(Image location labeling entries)
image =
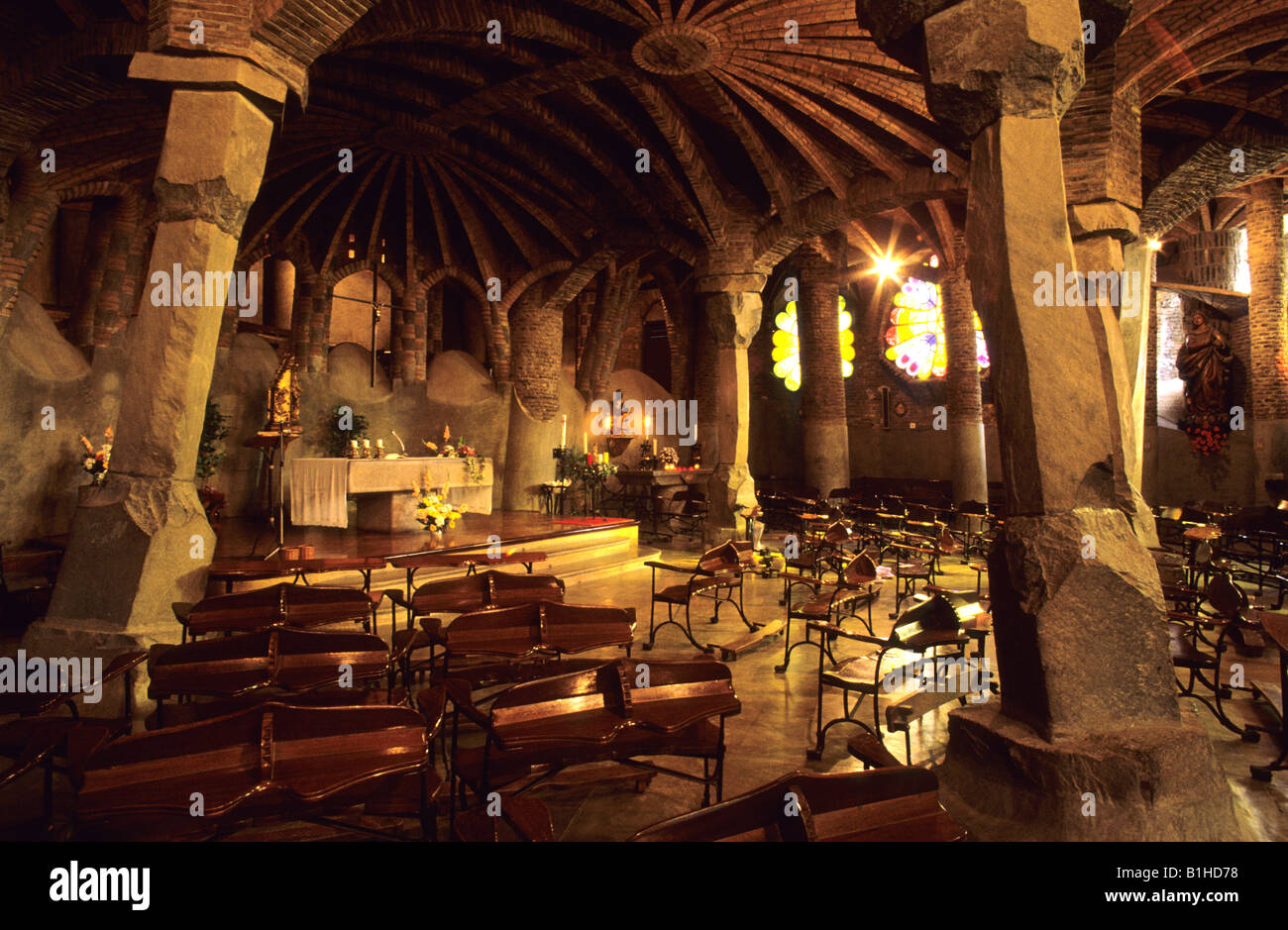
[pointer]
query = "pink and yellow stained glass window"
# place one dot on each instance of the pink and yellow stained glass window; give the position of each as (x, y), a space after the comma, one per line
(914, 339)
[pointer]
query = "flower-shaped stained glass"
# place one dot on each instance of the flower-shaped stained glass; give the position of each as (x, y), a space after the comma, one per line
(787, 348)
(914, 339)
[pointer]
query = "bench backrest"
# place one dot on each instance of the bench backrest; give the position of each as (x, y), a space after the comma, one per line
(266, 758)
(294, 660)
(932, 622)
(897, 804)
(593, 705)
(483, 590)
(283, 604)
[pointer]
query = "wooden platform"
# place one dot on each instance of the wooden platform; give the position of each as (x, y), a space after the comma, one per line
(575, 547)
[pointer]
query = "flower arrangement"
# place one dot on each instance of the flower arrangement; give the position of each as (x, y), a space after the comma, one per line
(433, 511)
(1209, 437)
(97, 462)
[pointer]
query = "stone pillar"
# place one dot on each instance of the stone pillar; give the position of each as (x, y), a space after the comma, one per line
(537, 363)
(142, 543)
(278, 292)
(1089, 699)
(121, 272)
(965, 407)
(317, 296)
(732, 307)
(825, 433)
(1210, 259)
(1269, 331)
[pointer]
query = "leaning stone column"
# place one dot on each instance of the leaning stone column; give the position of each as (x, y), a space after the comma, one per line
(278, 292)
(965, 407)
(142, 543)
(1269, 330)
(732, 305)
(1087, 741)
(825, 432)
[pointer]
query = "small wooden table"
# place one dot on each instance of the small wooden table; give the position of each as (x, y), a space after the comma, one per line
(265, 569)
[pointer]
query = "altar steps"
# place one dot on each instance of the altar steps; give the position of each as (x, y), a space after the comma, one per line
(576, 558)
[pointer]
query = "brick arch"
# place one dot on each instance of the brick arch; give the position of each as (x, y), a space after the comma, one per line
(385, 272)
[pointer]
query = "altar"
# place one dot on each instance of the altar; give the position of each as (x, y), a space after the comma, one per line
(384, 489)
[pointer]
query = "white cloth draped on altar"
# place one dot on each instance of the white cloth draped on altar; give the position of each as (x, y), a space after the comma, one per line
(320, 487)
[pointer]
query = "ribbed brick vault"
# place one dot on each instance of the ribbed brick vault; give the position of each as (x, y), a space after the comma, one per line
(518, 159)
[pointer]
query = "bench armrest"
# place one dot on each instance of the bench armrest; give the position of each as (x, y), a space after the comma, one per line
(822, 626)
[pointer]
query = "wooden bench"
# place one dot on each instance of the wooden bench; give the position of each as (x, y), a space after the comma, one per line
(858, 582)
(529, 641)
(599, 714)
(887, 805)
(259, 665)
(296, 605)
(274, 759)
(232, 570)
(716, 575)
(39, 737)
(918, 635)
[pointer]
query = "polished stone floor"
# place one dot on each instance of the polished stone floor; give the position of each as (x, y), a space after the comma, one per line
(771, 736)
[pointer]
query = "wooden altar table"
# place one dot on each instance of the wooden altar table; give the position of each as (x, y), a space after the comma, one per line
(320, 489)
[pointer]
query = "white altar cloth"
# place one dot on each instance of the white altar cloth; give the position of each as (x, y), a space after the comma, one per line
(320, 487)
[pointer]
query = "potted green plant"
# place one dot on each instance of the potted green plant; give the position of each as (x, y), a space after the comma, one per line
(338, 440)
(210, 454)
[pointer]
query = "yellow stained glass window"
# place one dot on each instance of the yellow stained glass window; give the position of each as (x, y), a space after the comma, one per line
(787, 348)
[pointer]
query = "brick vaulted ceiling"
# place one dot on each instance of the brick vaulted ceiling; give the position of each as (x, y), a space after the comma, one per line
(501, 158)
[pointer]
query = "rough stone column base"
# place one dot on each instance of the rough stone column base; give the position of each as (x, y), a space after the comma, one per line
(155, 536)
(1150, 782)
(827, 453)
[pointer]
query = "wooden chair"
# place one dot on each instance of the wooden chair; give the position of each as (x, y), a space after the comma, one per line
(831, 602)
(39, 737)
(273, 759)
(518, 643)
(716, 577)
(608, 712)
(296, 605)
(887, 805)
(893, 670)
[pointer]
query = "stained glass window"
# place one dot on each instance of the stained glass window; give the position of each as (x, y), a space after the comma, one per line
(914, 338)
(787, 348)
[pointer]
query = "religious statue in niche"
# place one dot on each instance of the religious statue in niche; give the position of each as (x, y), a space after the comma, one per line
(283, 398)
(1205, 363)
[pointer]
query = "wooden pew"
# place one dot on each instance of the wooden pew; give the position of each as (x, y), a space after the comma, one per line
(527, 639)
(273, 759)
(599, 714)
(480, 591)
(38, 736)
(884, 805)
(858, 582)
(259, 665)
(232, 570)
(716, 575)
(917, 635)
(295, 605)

Goal.
Rewrite every line of the material above as a numbered list, skipping any blank lines and leaving the pictures out of your answer.

Result.
1. image =
2. [pointer]
3. query = "pink and yellow stained glass window"
4. # place one dot on each instance of the pink and yellow stained glass window; give the position of each as (x, y), a space after the comma, one per line
5. (914, 339)
6. [pointer]
7. query = "flower-shaped stained glass"
8. # place one dot on each instance of the flower-shaped stained glass; give the position of each as (x, y), a space after the comma, one per line
9. (787, 348)
10. (914, 339)
11. [pointer]
12. query = "bench backrest"
13. # place one dot on each instance of the bench backrest; give the position of each as (x, y), a space after the comma, one per line
14. (266, 758)
15. (294, 660)
16. (932, 622)
17. (897, 804)
18. (593, 705)
19. (483, 590)
20. (283, 604)
21. [pointer]
22. query = "wooden platform"
23. # place one dot on each instance of the wooden platform; give the position of each as (x, y), a space after the comma, one per line
24. (575, 547)
25. [pointer]
26. query = "flower arrangement"
27. # place one dot on each instance of the flower arrangement; give the position of each as (x, y), a space after the comma, one per line
28. (433, 511)
29. (1209, 437)
30. (97, 462)
31. [pointer]
32. query = "stone pillar"
33. # place one dot on each instance of the stone pillar; give the position of each as (x, y), a space after the comma, one per line
34. (537, 363)
35. (142, 543)
36. (278, 292)
37. (1089, 699)
38. (121, 272)
39. (965, 407)
40. (317, 296)
41. (732, 307)
42. (825, 433)
43. (1210, 259)
44. (1269, 331)
45. [pointer]
46. query = "leaning stone column"
47. # place one dot on each instance of the leaning stone column; give the position of each as (x, y), a space after the comma, one per line
48. (278, 292)
49. (965, 407)
50. (142, 543)
51. (1269, 330)
52. (732, 305)
53. (1087, 741)
54. (825, 432)
55. [pointer]
56. query = "small wooden table"
57. # place one dot on each instance of the small wooden table; give the position of each as (x, y), a space after the comma, one per line
58. (265, 569)
59. [pointer]
60. query = "altar steps"
61. # place one dot on each instance of the altar steps; give the position of each as (x, y), a space after the comma, one per line
62. (576, 558)
63. [pointer]
64. query = "brick arch"
65. # place one dot on each instance of the brick arch; give the position of each as (x, y), a space after the comma, one per line
66. (385, 272)
67. [pointer]
68. query = "altar"
69. # place one dot on each instance of the altar; give the position of each as (x, y), a space after the comma, one per line
70. (384, 489)
71. [pointer]
72. query = "white cloth draped on altar"
73. # place one dot on each instance of the white cloth draped on altar; give the position of each as (x, y), a space after the comma, one per line
74. (320, 487)
75. [pointer]
76. query = "ribbed brick vault"
77. # place one dot on each instance of the ribbed brick vault; give the position of each as (x, y), a space after the comma, one per line
78. (518, 159)
79. [pointer]
80. query = "bench armrest"
81. # place one dot on each instance of the bench armrest; give the position of each as (x, y), a space after the comma, one per line
82. (822, 626)
83. [pointer]
84. query = "wooden bench"
85. # place one dot on each instance of the wooden bench; give the position of each as (x, y), a space after the comma, one per line
86. (858, 582)
87. (529, 641)
88. (599, 714)
89. (887, 805)
90. (259, 665)
91. (296, 605)
92. (274, 759)
93. (232, 570)
94. (716, 575)
95. (39, 737)
96. (918, 635)
97. [pointer]
98. query = "polished stone floor"
99. # place one dot on each instance of the polished stone floor; give the position of each as (x, y), a space after the comma, one per line
100. (771, 736)
101. [pointer]
102. query = "wooden altar table"
103. # place one dot on each instance of the wooden altar table; give the position of each as (x, y), a space after the comma, one per line
104. (320, 489)
105. [pointer]
106. query = "white altar cloth"
107. # place one dot on each instance of the white altar cloth; give the position of each as (x, y), a space after the comma, one per line
108. (320, 487)
109. [pointer]
110. query = "potted green plant"
111. # place one dot on each instance of the potted green plant; give the position of each as (x, y), a space after the comma, one per line
112. (338, 440)
113. (210, 454)
114. [pointer]
115. query = "yellow stained glass window"
116. # place one dot on each instance of the yellow stained glass window; give the position of each as (x, y), a space after the comma, one per line
117. (787, 348)
118. [pointer]
119. query = "brick vaulted ceiling"
120. # place one dot on each instance of the brick vaulted ceiling; give the position of each as (x, y), a space after the comma, one per line
121. (501, 158)
122. [pointer]
123. query = "rough stone column base"
124. # place one dot on each instance of the rough stone column base; give the position of each as (x, y), a space after the comma, one per line
125. (155, 536)
126. (1150, 782)
127. (827, 453)
128. [pointer]
129. query = "wooden chair"
130. # place one dot on each instance of the wooden chair; give the position of each as (x, y), a space after the comma, one per line
131. (831, 602)
132. (39, 737)
133. (273, 759)
134. (518, 643)
135. (716, 577)
136. (608, 712)
137. (296, 605)
138. (887, 805)
139. (893, 670)
140. [pointer]
141. query = "stained glass window"
142. # place one dot on each instance of the stained glass window; give the position of each as (x, y), a space after the comma, one per line
143. (914, 338)
144. (787, 348)
145. [pointer]
146. query = "religious statue in niche"
147. # place one dot on each instance of the religious statue in niche; give the position of each as (x, y), a space after the comma, one per line
148. (283, 398)
149. (1205, 363)
150. [pointer]
151. query = "wooden pew"
152. # place one dot on each instance of the wooden pew; give the position of each as (x, y), a space after the comma, one per line
153. (527, 639)
154. (273, 759)
155. (599, 714)
156. (480, 591)
157. (38, 736)
158. (884, 805)
159. (858, 582)
160. (259, 665)
161. (232, 570)
162. (716, 575)
163. (917, 635)
164. (295, 605)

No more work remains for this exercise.